(What is required)
Copy every line below that has the word "TARGET" in it.

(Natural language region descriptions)
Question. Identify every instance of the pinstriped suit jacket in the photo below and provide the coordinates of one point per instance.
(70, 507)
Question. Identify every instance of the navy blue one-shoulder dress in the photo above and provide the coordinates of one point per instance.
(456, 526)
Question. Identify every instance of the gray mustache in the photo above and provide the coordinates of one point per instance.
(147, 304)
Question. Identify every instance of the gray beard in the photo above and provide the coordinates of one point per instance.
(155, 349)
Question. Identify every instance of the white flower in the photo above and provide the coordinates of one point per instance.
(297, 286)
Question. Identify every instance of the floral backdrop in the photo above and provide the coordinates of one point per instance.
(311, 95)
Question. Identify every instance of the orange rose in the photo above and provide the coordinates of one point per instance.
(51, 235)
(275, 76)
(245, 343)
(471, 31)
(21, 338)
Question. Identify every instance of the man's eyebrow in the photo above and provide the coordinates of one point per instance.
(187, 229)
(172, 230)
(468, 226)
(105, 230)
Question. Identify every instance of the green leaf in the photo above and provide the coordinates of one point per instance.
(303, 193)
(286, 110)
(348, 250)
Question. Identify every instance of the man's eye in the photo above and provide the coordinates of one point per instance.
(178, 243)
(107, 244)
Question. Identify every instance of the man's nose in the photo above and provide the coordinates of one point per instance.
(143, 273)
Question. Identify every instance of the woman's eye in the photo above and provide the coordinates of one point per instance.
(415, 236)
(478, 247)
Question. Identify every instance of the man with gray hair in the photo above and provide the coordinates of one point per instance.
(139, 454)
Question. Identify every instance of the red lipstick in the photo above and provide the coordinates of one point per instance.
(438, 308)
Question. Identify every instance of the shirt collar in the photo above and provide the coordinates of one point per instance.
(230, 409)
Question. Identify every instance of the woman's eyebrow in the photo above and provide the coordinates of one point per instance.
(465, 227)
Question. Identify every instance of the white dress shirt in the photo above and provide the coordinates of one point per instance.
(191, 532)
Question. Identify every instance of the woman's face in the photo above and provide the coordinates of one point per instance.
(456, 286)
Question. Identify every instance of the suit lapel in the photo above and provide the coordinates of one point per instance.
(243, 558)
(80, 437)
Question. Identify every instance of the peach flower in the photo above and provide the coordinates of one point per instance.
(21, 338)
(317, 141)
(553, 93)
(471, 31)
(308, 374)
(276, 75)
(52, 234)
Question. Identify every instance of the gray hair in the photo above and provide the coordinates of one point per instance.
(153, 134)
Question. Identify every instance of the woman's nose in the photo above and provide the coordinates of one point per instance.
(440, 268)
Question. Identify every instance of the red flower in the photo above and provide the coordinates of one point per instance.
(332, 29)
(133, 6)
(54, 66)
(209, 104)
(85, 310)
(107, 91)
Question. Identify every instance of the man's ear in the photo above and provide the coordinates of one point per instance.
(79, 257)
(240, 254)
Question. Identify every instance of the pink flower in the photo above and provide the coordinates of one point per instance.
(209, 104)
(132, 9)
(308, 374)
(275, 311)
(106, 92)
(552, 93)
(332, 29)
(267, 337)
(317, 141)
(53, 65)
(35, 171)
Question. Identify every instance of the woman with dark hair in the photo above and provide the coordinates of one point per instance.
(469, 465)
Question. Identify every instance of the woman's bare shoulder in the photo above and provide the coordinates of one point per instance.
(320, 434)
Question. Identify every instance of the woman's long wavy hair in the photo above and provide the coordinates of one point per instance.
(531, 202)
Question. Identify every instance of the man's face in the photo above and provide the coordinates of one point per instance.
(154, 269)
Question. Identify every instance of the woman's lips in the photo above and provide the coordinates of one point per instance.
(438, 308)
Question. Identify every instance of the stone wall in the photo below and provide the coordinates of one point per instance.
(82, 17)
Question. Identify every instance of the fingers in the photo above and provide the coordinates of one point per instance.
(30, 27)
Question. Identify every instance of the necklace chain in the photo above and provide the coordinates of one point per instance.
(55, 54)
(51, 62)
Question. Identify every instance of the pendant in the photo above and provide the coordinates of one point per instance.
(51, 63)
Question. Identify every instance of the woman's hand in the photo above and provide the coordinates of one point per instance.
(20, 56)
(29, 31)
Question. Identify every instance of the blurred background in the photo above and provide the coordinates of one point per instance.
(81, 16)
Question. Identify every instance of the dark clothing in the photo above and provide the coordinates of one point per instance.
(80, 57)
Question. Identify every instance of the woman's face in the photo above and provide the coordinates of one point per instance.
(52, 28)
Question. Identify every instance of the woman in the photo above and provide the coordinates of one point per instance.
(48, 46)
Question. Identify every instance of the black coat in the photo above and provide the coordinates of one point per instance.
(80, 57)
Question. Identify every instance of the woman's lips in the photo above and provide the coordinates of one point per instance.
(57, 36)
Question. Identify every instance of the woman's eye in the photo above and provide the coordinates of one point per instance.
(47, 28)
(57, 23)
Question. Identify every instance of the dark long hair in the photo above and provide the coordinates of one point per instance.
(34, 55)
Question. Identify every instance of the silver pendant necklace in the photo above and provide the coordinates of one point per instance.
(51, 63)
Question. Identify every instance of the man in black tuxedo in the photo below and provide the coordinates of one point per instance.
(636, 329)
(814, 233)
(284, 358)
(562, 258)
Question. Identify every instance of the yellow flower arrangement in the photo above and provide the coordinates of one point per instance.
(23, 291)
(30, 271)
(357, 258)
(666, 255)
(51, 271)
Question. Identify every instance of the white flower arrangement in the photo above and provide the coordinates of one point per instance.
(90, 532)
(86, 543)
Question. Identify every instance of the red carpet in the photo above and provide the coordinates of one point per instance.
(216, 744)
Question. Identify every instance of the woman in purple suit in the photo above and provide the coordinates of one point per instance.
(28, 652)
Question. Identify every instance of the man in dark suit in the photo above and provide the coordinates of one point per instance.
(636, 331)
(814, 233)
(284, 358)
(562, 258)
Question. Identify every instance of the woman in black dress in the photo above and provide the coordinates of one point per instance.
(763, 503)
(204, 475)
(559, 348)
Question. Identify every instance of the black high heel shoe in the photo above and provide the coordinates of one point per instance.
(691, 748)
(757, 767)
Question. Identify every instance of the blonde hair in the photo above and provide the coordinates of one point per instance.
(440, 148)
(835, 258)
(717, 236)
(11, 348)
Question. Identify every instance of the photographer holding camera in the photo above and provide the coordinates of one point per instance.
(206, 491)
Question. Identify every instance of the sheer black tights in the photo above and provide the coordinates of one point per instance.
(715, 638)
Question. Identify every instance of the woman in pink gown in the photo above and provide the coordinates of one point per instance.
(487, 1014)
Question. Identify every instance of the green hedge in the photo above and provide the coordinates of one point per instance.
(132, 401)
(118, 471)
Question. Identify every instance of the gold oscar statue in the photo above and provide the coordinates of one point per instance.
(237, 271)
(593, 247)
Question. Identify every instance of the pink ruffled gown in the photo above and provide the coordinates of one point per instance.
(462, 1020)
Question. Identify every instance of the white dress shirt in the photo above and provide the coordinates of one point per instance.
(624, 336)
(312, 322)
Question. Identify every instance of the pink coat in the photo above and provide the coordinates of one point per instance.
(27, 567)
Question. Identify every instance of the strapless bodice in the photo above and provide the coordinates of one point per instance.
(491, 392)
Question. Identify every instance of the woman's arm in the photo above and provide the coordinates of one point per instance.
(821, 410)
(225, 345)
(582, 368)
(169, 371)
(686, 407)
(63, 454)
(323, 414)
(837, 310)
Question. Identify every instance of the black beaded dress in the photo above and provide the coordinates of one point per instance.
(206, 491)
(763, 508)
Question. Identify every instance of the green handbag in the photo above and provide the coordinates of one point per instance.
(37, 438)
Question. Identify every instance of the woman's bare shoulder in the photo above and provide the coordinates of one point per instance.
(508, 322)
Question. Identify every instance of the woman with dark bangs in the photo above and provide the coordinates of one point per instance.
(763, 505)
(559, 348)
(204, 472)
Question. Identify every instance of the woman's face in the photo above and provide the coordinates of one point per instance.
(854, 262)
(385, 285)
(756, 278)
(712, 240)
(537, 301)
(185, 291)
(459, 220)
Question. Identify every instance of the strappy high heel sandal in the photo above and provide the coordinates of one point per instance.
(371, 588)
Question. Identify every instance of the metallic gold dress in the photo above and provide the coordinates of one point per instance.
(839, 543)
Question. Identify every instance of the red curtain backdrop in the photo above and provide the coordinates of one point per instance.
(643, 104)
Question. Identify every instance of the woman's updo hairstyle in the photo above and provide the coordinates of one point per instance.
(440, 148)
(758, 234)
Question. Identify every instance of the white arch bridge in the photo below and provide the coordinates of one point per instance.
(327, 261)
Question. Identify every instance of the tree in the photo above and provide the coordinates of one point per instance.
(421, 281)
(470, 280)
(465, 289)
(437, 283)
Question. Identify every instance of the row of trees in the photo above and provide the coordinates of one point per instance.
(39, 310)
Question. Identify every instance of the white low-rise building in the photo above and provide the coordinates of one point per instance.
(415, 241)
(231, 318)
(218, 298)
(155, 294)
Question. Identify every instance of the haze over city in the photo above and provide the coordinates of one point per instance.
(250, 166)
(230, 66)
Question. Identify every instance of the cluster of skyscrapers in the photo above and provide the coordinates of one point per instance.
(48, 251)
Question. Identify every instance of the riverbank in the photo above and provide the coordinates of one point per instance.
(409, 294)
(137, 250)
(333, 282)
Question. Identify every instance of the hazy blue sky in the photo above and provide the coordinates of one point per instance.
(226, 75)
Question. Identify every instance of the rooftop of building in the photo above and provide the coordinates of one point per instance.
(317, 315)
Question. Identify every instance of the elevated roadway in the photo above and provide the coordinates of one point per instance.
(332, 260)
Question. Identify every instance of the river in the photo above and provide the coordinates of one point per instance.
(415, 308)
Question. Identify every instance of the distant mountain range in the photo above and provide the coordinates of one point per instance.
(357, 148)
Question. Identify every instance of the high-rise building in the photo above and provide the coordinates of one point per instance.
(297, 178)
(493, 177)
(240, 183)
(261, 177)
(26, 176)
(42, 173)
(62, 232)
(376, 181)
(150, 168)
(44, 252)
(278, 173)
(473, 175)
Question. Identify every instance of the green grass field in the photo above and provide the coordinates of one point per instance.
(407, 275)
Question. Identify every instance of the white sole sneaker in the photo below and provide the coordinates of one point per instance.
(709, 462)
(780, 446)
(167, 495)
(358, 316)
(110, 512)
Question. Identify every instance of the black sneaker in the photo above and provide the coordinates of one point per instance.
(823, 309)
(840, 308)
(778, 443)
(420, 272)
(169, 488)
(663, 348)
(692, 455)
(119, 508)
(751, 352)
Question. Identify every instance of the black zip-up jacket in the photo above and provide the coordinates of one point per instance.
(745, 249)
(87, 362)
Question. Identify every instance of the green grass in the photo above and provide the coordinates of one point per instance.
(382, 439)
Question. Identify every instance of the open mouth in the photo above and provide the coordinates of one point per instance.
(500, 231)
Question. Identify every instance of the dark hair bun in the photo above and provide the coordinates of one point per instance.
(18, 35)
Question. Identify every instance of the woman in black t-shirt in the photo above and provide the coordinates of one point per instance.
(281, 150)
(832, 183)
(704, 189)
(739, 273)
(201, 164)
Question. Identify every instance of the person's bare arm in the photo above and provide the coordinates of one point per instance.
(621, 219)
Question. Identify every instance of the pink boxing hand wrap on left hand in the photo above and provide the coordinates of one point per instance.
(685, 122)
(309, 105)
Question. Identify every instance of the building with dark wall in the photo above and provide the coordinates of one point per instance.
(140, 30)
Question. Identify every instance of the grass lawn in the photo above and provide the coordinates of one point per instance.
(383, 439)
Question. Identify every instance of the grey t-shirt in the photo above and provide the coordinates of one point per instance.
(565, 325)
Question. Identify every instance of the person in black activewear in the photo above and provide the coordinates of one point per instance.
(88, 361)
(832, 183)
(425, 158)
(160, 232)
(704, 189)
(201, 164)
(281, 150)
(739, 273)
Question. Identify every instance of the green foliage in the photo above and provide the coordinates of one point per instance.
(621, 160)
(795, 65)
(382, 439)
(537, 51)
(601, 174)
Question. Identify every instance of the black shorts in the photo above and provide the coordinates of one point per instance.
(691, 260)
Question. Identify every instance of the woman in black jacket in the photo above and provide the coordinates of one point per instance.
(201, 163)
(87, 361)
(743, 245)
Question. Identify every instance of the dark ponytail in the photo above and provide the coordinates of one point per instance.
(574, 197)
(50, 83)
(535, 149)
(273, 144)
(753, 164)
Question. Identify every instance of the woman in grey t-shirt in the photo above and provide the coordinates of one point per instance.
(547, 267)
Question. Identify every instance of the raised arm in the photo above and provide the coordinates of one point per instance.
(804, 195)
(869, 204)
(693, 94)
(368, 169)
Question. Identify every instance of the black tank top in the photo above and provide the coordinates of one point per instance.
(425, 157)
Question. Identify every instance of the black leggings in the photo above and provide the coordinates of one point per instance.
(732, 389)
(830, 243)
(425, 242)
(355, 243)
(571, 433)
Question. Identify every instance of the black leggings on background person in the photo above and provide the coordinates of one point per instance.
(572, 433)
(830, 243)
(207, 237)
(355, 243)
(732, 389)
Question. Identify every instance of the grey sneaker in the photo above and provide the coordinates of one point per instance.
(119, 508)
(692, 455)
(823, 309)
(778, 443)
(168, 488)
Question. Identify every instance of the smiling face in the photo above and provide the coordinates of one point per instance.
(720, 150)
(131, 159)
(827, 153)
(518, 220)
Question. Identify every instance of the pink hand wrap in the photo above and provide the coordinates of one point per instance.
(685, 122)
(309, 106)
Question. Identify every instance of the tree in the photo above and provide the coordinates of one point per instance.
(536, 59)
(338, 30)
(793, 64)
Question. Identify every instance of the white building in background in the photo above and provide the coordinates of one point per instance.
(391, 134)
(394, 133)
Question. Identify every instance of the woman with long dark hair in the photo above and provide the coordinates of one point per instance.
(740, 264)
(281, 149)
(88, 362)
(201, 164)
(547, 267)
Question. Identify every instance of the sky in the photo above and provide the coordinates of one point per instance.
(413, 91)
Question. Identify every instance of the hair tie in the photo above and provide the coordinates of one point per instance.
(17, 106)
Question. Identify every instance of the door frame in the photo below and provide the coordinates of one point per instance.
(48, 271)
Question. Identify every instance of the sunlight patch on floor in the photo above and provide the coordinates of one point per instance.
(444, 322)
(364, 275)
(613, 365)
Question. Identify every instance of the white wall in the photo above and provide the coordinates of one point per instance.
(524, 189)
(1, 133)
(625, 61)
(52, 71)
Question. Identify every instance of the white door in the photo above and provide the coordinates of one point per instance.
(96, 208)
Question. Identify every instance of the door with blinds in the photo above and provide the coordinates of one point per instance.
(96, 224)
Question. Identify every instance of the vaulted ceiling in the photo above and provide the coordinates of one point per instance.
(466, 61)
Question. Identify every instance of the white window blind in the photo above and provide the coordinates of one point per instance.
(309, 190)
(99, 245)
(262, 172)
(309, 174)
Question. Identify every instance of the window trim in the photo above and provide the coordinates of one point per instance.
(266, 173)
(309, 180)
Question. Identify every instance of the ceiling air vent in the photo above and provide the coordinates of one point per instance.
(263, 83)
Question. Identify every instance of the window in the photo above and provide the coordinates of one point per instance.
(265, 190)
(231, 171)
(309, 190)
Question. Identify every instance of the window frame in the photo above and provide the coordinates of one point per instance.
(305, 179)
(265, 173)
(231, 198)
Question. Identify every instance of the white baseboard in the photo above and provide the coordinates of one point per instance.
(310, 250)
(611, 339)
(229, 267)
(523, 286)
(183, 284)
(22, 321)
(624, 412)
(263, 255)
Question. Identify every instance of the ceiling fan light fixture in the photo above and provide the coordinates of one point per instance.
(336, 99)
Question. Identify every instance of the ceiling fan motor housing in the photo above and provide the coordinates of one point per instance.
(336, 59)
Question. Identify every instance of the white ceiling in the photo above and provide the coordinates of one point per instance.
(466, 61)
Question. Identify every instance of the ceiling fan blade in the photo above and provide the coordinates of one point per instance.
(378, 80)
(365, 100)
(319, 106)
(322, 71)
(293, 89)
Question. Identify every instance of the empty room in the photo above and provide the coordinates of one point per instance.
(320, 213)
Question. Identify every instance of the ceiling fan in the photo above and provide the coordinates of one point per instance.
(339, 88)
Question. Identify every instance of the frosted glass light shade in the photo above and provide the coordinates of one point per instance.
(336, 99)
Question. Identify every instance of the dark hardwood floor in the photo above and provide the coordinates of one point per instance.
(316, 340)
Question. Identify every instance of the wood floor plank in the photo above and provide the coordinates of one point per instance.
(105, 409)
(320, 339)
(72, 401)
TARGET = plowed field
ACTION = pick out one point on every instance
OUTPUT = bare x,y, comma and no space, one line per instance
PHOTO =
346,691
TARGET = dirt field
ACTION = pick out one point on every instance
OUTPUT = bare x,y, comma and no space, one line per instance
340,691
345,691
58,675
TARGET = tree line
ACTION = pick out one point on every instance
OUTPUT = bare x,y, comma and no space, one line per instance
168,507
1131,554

(Exercise answer)
TARGET = plowed field
TARGET = dirt field
TARGET = tree line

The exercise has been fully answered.